§ Records provided:
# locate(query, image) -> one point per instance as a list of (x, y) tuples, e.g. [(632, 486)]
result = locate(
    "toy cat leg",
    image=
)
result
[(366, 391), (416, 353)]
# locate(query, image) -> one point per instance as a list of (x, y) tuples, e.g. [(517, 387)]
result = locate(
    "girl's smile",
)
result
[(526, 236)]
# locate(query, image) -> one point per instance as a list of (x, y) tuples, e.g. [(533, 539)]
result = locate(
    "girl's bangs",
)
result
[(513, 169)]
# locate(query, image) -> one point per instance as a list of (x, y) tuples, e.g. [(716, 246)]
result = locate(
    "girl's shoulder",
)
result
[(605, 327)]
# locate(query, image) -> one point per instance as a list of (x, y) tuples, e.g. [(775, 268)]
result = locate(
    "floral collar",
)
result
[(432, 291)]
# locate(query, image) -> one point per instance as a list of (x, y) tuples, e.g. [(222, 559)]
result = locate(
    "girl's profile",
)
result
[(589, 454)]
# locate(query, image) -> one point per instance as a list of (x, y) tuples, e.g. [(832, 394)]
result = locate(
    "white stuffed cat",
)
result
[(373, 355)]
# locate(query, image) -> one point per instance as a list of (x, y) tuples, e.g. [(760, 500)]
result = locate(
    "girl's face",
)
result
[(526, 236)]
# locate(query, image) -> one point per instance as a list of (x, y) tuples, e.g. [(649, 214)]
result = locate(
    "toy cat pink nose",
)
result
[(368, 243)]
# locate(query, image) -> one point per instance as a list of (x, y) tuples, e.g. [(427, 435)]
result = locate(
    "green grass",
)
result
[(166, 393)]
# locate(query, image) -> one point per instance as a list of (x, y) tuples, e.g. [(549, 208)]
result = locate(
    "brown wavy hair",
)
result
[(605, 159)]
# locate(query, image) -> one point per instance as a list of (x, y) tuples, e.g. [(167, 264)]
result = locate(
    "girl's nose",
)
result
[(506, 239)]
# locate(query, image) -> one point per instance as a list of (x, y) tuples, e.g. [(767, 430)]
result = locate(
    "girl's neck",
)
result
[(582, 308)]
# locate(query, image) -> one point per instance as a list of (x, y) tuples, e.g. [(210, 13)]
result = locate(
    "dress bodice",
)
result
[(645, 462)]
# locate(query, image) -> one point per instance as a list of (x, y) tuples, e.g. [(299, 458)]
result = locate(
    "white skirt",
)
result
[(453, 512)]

§ Given problem: Lay out every line of the listing above as a Markdown table with two columns, Row and Listing line, numbering each row and omitting any blank lines.

§ Result for this task:
| Row | Listing line |
|---|---|
| 1 | # locate(query, image) -> one point per instance as a list of (x, y) tuples, e.g. [(632, 486)] |
| 2 | result = locate( |
| 3 |     "toy cat leg", |
| 4 |     image= |
| 5 | ) |
| 6 | result |
| 7 | [(366, 391), (416, 353)] |
| 8 | # locate(query, image) -> one point per instance as a list of (x, y) tuples, e.g. [(517, 387)] |
| 9 | result = locate( |
| 10 |     "girl's smile", |
| 11 | ) |
| 12 | result |
| 13 | [(526, 236)] |
| 14 | # locate(query, image) -> one point per instance as a list of (x, y) tuples, e.g. [(533, 539)] |
| 15 | result = locate( |
| 16 |     "girl's bangs", |
| 17 | ) |
| 18 | result |
| 19 | [(513, 169)] |
| 20 | # locate(query, image) -> one point per instance as a list of (x, y) tuples, e.g. [(716, 246)] |
| 21 | result = locate( |
| 22 |     "girl's shoulder", |
| 23 | ) |
| 24 | result |
| 25 | [(605, 327)] |
| 26 | # locate(query, image) -> one point per instance as a list of (x, y) tuples, e.g. [(775, 268)] |
| 27 | result = locate( |
| 28 |     "floral collar", |
| 29 | ) |
| 30 | result |
| 31 | [(432, 291)] |
| 32 | # locate(query, image) -> one point per instance as a list of (x, y) tuples, e.g. [(222, 559)] |
| 33 | result = locate( |
| 34 |     "girl's profile", |
| 35 | ) |
| 36 | result |
| 37 | [(589, 454)] |
| 38 | # locate(query, image) -> one point per instance as a list of (x, y) tuples, e.g. [(832, 394)] |
| 39 | result = locate( |
| 40 |     "white stuffed cat", |
| 41 | ) |
| 42 | result |
| 43 | [(373, 355)] |
| 44 | # locate(query, image) -> one point per instance as a list of (x, y) tuples, e.g. [(760, 500)] |
| 45 | result = locate( |
| 46 |     "girl's face", |
| 47 | ) |
| 48 | result |
| 49 | [(526, 236)] |
| 50 | # locate(query, image) -> one point per instance as a list of (x, y) tuples, e.g. [(649, 214)] |
| 51 | result = locate( |
| 52 |     "toy cat pink nose", |
| 53 | ) |
| 54 | result |
| 55 | [(368, 243)] |
| 56 | # locate(query, image) -> one point per instance as a list of (x, y) tuples, e.g. [(427, 435)] |
| 57 | result = locate( |
| 58 |     "green grass", |
| 59 | ) |
| 60 | result |
| 61 | [(166, 393)] |
| 62 | # locate(query, image) -> one point per instance as a list of (x, y) tuples, e.g. [(549, 208)] |
| 63 | result = locate( |
| 64 |     "brown wavy hair", |
| 65 | ) |
| 66 | result |
| 67 | [(605, 159)] |
| 68 | # locate(query, image) -> one point per instance as a list of (x, y) tuples, e.g. [(167, 264)] |
| 69 | result = locate( |
| 70 |     "girl's nose", |
| 71 | ) |
| 72 | result |
| 73 | [(506, 239)] |
| 74 | # locate(query, image) -> one point per instance as a list of (x, y) tuples, e.g. [(767, 430)] |
| 75 | result = locate( |
| 76 |     "girl's neck", |
| 77 | ) |
| 78 | result |
| 79 | [(582, 308)] |
| 80 | # locate(query, image) -> one point per instance as a list of (x, y) tuples, e.g. [(210, 13)] |
| 81 | result = locate( |
| 82 |     "dress bodice", |
| 83 | ) |
| 84 | result |
| 85 | [(645, 462)] |
| 86 | # locate(query, image) -> one point per instance as a list of (x, y) tuples, e.g. [(299, 458)] |
| 87 | result = locate( |
| 88 |     "white skirt", |
| 89 | ) |
| 90 | result |
| 91 | [(453, 512)] |